Record excerpts –
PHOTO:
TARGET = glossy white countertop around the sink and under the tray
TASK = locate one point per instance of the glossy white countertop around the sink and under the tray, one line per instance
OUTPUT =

==

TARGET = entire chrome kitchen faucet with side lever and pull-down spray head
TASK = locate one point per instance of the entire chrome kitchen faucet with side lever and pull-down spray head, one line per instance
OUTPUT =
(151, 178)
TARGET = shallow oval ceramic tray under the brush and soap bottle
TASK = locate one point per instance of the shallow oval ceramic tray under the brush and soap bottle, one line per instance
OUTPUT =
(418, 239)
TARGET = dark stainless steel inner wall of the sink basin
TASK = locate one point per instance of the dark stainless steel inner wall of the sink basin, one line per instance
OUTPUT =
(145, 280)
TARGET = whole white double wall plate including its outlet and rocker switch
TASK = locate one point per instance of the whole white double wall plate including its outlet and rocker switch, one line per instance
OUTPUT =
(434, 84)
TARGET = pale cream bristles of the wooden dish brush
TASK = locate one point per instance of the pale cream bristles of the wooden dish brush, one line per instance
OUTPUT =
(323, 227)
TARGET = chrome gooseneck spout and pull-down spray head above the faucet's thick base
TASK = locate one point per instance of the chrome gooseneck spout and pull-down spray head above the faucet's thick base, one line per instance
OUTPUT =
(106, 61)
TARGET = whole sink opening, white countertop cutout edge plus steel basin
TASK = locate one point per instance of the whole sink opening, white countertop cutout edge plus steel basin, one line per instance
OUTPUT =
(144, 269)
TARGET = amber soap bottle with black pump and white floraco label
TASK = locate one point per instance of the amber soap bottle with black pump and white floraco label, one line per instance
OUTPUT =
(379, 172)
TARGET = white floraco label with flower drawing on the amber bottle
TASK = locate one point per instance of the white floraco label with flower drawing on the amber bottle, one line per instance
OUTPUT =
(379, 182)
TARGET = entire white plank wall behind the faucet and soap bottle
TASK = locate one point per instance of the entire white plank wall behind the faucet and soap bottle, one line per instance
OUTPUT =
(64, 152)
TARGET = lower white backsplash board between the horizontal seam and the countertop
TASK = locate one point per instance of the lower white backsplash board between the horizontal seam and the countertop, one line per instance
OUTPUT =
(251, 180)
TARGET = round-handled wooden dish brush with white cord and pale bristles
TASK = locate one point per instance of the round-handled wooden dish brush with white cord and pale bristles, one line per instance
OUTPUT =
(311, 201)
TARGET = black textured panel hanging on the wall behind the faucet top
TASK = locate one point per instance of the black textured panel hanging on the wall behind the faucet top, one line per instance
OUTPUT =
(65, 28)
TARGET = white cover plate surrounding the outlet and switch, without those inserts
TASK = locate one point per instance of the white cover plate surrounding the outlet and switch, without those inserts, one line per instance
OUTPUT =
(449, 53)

...

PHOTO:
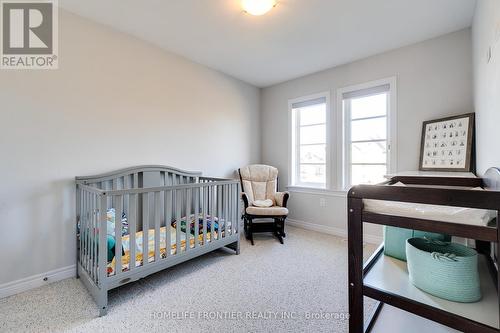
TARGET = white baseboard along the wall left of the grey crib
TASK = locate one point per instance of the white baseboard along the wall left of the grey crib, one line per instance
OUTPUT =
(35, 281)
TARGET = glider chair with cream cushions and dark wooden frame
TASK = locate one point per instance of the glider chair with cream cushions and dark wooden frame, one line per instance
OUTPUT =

What the exercise asks –
Look through the data above and return exactly the lines from the one that contains "TARGET = shallow" to the one that contains "TARGET = chrome", inclusive, with nothing else.

Answer to the exercise –
TARGET = shallow oval ceramic tray under the brush and soap bottle
TASK = locate one point per instance of the shallow oval ceramic tray under the brush and soap bottle, one line per instance
OUTPUT =
(418, 239)
TARGET = dark stainless steel inner wall of the sink basin
TASK = locate one point per instance of the dark stainless steel inner wall of the sink basin, one line per instance
OUTPUT =
(145, 280)
TARGET = whole white double wall plate including its outlet and rocker switch
TASK = locate one point per instance of the whole white double wall plate including its outlet and rocker switch, one line per instance
OUTPUT =
(434, 84)
TARGET = pale cream bristles of the wooden dish brush
TASK = locate one point per instance of the pale cream bristles of the wooden dish brush, one line per instance
OUTPUT =
(323, 227)
TARGET = chrome gooseneck spout and pull-down spray head above the faucet's thick base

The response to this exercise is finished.